◆ OBJECTIVE ◆
Please show each line of the items below that contains the word "hair".

◆ INFORMATION PROVIDED ◆
+--

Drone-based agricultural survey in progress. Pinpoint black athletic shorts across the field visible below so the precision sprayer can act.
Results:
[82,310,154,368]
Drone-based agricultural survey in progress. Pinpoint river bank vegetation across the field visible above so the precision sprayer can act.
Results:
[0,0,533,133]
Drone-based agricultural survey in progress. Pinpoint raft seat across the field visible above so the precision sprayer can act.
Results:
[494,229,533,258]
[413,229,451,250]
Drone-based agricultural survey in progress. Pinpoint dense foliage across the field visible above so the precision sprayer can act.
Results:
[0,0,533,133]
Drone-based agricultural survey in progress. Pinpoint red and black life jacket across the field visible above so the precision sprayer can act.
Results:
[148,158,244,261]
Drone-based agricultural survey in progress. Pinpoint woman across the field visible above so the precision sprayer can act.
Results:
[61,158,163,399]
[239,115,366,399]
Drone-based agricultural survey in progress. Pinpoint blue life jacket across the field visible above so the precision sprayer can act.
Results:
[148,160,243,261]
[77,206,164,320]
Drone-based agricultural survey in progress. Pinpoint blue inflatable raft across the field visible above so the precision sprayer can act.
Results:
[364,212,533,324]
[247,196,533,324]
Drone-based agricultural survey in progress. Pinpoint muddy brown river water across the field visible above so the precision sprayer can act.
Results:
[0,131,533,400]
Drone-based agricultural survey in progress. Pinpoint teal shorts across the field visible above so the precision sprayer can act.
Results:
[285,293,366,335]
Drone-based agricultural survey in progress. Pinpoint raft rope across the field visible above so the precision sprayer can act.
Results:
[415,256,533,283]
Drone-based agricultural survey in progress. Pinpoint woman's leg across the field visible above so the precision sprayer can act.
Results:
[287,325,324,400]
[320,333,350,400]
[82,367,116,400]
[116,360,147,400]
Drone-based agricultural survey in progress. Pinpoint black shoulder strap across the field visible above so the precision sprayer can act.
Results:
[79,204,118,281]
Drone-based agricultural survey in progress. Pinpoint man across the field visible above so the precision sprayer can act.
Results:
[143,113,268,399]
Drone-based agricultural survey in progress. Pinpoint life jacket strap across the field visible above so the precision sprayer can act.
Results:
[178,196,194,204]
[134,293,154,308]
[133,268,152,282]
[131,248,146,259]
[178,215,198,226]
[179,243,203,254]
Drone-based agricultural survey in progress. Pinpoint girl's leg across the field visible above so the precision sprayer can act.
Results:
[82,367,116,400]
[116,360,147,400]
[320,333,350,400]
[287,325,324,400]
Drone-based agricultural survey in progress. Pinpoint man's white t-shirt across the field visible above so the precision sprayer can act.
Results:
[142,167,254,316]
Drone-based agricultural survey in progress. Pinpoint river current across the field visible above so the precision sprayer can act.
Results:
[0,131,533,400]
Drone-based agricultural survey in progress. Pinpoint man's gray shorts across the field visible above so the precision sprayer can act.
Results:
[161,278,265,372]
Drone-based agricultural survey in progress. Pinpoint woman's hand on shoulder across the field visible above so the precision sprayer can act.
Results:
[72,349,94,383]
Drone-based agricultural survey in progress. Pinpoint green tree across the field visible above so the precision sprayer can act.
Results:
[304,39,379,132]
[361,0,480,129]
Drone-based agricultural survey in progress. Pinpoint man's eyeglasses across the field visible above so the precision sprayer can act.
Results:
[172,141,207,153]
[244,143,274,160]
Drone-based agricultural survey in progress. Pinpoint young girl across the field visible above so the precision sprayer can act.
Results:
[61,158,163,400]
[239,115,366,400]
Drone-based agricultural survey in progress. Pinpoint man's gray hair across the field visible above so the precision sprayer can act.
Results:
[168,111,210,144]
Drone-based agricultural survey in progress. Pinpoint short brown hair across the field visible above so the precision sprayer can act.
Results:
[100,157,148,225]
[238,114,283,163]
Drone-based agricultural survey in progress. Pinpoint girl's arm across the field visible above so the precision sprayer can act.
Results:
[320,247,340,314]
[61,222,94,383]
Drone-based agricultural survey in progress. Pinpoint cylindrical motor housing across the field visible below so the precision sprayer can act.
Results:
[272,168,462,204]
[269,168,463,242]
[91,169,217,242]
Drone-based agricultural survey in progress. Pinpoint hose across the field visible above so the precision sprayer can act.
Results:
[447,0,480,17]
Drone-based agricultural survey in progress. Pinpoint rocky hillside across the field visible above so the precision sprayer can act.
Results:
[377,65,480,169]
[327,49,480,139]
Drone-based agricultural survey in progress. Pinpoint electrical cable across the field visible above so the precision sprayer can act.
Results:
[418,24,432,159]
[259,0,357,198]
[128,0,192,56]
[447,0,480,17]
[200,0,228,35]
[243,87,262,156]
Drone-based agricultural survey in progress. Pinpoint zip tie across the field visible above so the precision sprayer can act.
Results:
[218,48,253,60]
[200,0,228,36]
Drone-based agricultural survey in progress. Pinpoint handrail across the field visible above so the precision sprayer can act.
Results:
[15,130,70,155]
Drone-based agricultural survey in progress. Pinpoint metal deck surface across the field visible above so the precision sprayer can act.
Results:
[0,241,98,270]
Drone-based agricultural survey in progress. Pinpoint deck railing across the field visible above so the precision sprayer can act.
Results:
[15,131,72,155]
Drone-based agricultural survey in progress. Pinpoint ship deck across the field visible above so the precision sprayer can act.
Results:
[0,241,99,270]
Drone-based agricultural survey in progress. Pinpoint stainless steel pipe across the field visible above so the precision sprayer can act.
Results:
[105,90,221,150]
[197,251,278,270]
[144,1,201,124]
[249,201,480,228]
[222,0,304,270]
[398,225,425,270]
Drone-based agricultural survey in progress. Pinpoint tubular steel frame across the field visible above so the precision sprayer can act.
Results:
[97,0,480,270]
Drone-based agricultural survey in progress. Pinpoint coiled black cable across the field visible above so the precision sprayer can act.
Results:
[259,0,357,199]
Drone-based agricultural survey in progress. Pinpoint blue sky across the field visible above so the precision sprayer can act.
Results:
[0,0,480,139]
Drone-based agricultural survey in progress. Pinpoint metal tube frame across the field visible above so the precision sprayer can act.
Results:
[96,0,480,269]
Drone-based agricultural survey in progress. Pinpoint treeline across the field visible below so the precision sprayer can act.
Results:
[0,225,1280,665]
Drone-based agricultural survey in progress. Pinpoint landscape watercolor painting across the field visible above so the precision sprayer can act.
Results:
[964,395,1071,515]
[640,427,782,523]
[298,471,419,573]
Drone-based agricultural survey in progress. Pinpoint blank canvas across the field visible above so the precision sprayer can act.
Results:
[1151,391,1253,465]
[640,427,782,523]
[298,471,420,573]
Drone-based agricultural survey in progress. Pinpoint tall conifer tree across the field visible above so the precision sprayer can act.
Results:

+--

◆ RIGHT ANSWER ◆
Drone-based agricultural survey in progress. Pinpoint man's gray hair across the field visible above so the precision sprayer can act.
Drone-based agricultural survey in progress. Pinpoint short brown hair across the field visible above so the precision sprayer can act.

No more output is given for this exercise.